--- Source ---
Finally, I have a line of research that examines the cognitive processes that
bind the elements of an event into a representation that can be stored in
memory and later recognized as reliable.
Regularity in the
environment. It has been proposed that
the visual system relies on direct perception of the environment instead of
internalizing a representation of it. This is especially sensible in the visual
modality because of the relative ease with which one can access information by
moving the eyes. Because of this ease of information access, it had further
been proposed that eye movement behavior is not sensitive to statistical
properties of the environment. That is, the process of visual search does not
benefit from or utilize evidence that a search target is more likely to appear
in one of two general locations. Using eye-tracking, I have shown the opposite
(Jones & Kaschak, in press). Participants adapted
very quickly to a target location bias by initiating search to the side of the
display that was more likely to contain the target, and continued to show
increased adaptation over the course of the experiments. Critically, this
behavior operated independently of the actual target location on a given trial.
The important implication is that the sparing use of cognitive resources is
modulated to exploit statistical properties of the environment. In subsequent
research I have discovered that eye movement behavior is sensitive to likely
target location even when the target is distinctively marked, which indicates
an interaction between a source of information originating through the sense
and one from memory (Jones, Kaschak, & Boot, in
preparation). I am currently collecting data to further explore this
interaction with the attention capture paradigm. The future of this line of
research has the potential to go in multiple directions. As one example, I am
heading a collaboration to investigate the dynamics of visual search in complex
environments with the goal of understanding how different behavioral strategies
are implanted under different conditions. As another example, insights into how
different sources of information are managed may also provide clues about
development across the lifespan and in different populations (.e.g., autistic
children).
--- Records provided ---
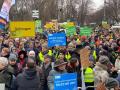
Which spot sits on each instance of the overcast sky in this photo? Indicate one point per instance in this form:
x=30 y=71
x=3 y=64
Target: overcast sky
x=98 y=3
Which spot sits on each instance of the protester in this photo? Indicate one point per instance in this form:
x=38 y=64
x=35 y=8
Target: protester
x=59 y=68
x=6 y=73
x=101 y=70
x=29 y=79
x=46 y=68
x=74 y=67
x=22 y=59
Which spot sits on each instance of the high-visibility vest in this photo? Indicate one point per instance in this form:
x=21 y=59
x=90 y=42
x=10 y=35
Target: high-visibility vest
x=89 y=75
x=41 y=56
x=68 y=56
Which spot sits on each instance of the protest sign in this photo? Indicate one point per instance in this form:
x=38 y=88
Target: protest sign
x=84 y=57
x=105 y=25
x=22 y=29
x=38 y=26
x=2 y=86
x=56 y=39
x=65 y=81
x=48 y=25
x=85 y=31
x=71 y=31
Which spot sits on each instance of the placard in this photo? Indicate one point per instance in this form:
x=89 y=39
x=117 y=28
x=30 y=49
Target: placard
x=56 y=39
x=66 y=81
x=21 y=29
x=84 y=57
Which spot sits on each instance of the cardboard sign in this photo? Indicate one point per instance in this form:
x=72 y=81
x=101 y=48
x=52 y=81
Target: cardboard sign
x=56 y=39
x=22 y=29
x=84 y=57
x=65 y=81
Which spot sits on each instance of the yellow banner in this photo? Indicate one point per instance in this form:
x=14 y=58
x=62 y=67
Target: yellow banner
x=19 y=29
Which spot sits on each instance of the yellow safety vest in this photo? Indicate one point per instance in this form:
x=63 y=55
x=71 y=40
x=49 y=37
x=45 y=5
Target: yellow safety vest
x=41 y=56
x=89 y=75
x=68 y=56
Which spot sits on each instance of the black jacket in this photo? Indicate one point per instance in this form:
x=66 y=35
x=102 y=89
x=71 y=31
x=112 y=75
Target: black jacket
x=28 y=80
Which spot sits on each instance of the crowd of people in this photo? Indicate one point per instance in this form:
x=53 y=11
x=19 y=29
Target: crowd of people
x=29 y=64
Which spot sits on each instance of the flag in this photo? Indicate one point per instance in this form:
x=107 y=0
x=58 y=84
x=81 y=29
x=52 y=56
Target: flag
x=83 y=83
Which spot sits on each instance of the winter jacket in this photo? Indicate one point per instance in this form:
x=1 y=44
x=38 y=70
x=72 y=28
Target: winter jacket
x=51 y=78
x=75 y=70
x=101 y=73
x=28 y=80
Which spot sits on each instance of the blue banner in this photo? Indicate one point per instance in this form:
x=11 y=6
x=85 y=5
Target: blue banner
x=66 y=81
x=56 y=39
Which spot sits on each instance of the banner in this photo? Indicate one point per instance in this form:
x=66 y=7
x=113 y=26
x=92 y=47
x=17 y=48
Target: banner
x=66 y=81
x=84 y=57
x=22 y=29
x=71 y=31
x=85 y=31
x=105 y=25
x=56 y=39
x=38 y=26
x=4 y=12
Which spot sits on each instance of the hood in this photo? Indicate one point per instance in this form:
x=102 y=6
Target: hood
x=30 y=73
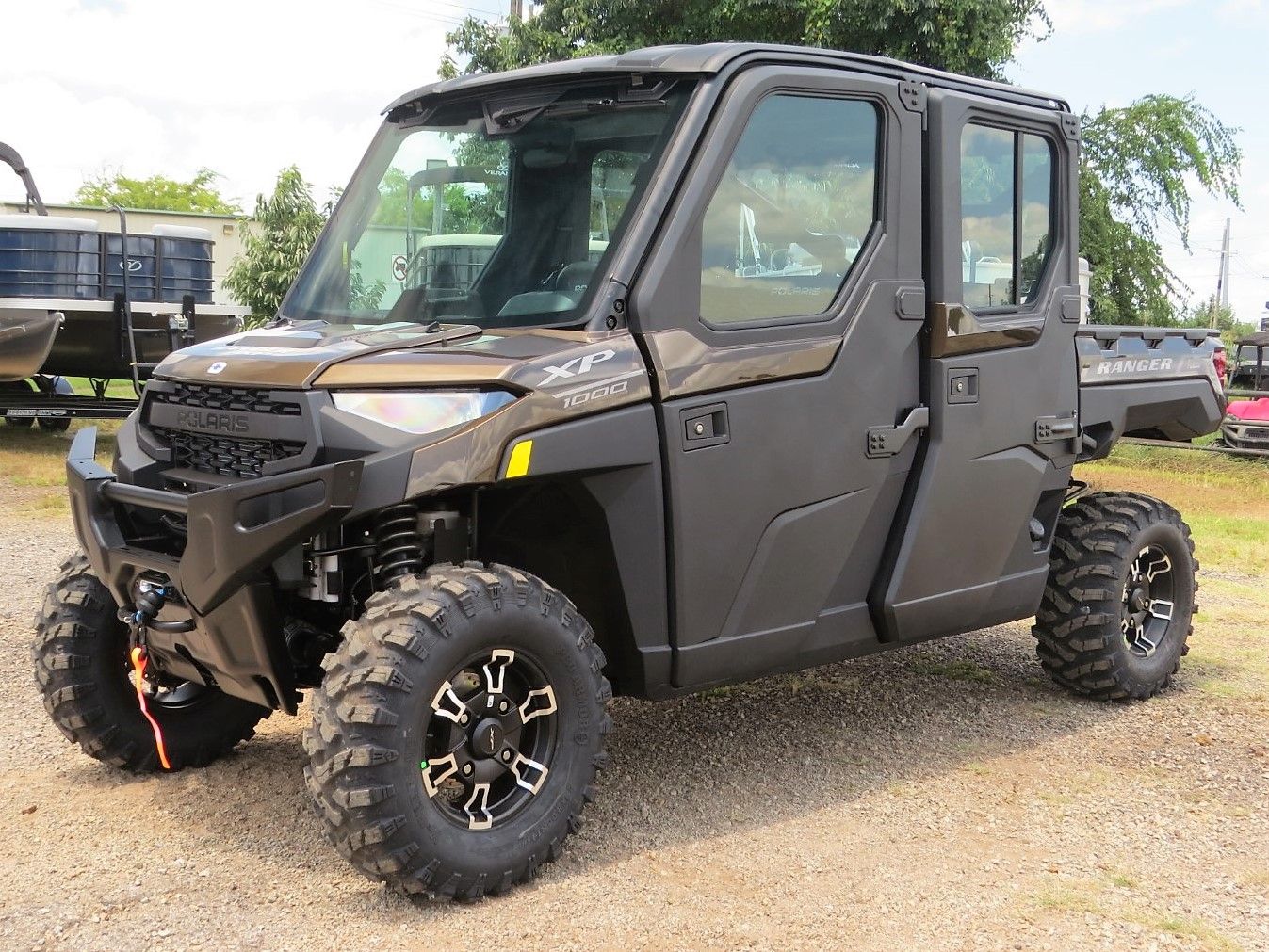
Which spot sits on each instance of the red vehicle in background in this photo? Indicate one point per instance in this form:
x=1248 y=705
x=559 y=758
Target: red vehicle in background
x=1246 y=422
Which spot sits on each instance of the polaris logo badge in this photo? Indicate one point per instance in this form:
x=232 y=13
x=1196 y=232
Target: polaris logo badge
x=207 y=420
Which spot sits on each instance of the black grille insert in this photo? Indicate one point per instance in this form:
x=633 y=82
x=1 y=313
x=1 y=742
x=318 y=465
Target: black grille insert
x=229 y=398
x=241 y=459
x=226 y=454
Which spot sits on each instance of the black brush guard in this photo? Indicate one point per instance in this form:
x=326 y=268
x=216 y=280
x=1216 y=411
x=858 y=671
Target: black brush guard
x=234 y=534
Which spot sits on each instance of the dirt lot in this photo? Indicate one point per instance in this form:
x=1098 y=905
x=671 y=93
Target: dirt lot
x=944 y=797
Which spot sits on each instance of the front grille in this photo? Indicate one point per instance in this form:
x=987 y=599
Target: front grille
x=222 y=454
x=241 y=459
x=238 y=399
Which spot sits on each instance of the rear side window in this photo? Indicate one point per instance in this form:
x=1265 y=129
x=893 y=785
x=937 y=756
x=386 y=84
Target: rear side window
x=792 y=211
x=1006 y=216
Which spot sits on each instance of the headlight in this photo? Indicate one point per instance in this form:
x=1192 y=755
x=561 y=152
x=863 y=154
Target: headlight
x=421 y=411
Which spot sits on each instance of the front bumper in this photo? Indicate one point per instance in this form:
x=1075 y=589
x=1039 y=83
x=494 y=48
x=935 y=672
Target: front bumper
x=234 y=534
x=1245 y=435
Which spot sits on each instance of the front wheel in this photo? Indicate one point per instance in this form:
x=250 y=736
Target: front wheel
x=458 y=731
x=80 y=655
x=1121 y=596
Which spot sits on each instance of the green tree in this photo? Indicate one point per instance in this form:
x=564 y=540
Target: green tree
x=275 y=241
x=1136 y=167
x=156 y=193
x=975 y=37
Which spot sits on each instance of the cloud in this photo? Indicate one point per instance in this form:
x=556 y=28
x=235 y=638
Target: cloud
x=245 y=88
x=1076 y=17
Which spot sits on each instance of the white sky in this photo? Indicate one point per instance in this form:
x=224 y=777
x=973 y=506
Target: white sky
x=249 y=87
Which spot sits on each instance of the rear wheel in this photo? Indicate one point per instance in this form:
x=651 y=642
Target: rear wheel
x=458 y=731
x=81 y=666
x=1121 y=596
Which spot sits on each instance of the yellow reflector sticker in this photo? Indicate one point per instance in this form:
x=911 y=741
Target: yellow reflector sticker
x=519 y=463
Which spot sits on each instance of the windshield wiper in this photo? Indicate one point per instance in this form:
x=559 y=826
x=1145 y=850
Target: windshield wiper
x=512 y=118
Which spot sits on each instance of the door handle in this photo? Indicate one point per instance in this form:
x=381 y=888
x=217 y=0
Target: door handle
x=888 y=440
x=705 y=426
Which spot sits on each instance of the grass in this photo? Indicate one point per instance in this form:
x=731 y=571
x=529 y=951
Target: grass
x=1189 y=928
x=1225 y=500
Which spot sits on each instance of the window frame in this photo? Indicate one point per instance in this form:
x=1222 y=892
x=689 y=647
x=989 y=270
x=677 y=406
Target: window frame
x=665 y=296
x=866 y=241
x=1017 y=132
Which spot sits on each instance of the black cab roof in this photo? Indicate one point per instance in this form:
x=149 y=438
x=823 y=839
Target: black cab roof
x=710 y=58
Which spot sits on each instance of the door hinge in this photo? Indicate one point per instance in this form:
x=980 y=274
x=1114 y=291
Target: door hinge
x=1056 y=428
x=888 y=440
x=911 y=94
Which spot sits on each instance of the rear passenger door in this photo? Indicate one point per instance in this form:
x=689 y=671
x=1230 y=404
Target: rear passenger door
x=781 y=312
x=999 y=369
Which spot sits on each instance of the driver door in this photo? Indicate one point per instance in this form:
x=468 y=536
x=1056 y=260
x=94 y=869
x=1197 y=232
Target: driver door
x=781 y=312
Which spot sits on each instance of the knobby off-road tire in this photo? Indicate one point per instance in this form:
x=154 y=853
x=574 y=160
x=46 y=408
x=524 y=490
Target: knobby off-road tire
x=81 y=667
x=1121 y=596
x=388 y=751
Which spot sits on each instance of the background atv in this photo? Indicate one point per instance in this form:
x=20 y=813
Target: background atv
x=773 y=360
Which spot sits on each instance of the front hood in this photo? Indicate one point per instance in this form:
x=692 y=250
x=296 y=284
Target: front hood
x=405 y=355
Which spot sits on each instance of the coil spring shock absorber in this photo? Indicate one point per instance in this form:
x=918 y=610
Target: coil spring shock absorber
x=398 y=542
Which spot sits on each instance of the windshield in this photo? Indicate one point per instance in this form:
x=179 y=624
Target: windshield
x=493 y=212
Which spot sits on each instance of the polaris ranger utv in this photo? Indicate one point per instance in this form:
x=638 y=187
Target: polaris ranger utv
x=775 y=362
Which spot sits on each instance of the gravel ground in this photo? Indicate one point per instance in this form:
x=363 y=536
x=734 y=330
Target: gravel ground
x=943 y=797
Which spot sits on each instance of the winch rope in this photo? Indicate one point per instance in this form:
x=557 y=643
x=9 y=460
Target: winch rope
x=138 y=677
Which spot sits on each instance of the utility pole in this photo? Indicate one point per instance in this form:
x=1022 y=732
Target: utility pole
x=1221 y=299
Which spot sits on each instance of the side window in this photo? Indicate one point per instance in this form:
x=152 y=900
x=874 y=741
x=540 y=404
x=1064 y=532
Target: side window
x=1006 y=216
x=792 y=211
---
◆ Exercise: List every distinct surname that appears in the parenthetical citations of the research statement on visual search above.

◆ Answer to the task: Jones, Kaschak, Boot